[Point-per-instance localization data]
□ □ □
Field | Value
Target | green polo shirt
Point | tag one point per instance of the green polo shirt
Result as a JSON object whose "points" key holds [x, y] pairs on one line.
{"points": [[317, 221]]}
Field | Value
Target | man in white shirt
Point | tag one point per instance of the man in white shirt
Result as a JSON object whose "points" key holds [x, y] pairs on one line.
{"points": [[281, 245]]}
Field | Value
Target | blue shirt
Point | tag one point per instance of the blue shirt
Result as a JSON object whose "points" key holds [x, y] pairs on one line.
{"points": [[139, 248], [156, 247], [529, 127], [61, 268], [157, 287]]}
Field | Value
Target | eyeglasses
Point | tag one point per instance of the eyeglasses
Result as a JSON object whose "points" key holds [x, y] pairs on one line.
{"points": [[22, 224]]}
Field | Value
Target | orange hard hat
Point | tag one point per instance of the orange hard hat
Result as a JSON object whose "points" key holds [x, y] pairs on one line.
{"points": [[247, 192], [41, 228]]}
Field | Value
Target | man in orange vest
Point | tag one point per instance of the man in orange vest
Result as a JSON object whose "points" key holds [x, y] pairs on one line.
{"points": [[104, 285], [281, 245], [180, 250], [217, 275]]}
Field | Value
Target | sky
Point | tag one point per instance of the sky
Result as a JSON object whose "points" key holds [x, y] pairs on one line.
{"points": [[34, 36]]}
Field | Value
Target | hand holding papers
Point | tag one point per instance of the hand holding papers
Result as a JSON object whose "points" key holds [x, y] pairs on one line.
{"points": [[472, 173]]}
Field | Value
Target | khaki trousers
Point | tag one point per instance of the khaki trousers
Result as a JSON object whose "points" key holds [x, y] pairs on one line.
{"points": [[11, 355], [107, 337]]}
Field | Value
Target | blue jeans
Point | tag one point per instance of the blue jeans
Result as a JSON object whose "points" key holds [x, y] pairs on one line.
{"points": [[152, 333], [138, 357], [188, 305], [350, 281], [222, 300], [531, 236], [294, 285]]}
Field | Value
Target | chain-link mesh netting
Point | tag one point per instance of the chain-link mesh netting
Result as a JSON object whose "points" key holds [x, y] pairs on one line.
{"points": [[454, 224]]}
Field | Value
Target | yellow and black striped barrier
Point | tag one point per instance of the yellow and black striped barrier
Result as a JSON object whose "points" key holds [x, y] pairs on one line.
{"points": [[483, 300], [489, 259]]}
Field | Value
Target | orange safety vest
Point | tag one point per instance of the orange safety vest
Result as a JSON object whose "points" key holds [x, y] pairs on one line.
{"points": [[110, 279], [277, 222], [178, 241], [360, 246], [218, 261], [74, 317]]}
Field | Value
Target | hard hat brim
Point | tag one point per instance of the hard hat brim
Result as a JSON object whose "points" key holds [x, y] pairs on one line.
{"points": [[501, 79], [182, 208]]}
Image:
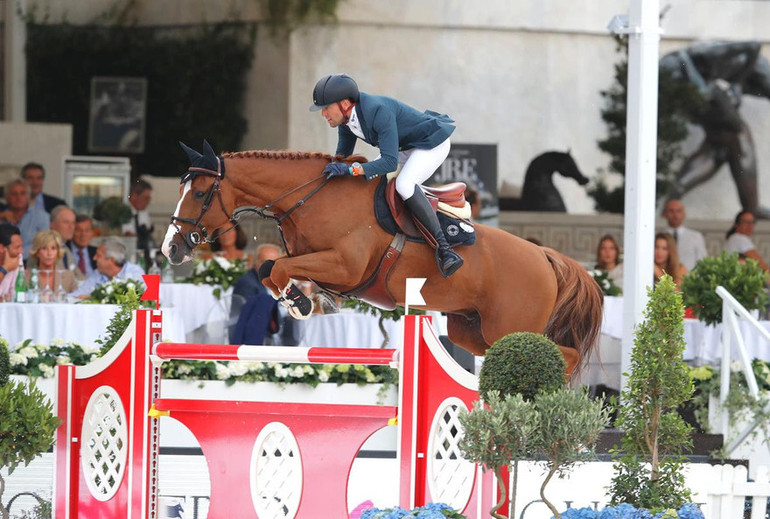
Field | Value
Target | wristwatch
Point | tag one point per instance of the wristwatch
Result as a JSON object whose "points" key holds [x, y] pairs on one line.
{"points": [[356, 169]]}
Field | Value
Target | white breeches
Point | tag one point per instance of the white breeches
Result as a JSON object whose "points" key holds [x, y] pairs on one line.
{"points": [[418, 165]]}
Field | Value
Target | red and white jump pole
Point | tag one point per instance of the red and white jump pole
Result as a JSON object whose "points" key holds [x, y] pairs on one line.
{"points": [[263, 458]]}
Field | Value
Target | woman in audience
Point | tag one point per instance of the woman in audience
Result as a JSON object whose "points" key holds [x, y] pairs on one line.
{"points": [[667, 259], [47, 250], [739, 238], [231, 245], [608, 259]]}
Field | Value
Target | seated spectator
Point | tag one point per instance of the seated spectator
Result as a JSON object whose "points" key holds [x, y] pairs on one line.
{"points": [[110, 264], [667, 259], [82, 251], [231, 244], [608, 259], [46, 255], [739, 238], [19, 214], [34, 174], [63, 221], [11, 264]]}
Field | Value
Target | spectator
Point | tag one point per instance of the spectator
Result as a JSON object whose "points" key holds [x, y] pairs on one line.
{"points": [[141, 224], [10, 259], [110, 264], [46, 255], [739, 238], [608, 259], [34, 174], [82, 252], [19, 214], [63, 221], [667, 259], [689, 243], [231, 244]]}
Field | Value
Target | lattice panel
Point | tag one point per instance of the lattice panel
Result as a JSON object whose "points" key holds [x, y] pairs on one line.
{"points": [[450, 476], [276, 473], [103, 449]]}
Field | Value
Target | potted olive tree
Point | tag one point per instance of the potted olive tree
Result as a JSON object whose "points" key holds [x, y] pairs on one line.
{"points": [[529, 413], [28, 423]]}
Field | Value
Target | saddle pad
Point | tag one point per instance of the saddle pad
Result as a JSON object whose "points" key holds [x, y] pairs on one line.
{"points": [[457, 232]]}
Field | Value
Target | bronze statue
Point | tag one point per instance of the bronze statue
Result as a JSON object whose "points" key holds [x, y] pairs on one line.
{"points": [[722, 73]]}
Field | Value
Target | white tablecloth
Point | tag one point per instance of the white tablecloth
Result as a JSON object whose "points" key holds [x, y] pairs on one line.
{"points": [[79, 323], [703, 342]]}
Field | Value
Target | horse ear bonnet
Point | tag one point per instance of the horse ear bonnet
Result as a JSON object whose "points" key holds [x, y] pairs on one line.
{"points": [[208, 160]]}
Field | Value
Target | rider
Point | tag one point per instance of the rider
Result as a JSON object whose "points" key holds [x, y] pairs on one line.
{"points": [[418, 141]]}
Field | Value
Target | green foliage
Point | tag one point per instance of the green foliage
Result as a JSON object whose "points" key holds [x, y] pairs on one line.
{"points": [[5, 362], [112, 212], [522, 363], [119, 321], [675, 100], [28, 424], [745, 281], [654, 432], [217, 271], [570, 424], [196, 82]]}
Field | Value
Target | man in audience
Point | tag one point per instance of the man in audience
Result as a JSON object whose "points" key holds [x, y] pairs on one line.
□ □ □
* _TO DO_:
How many lines in the entries contain the string "woman"? Answer with the number only.

* _TASK RESULT_:
2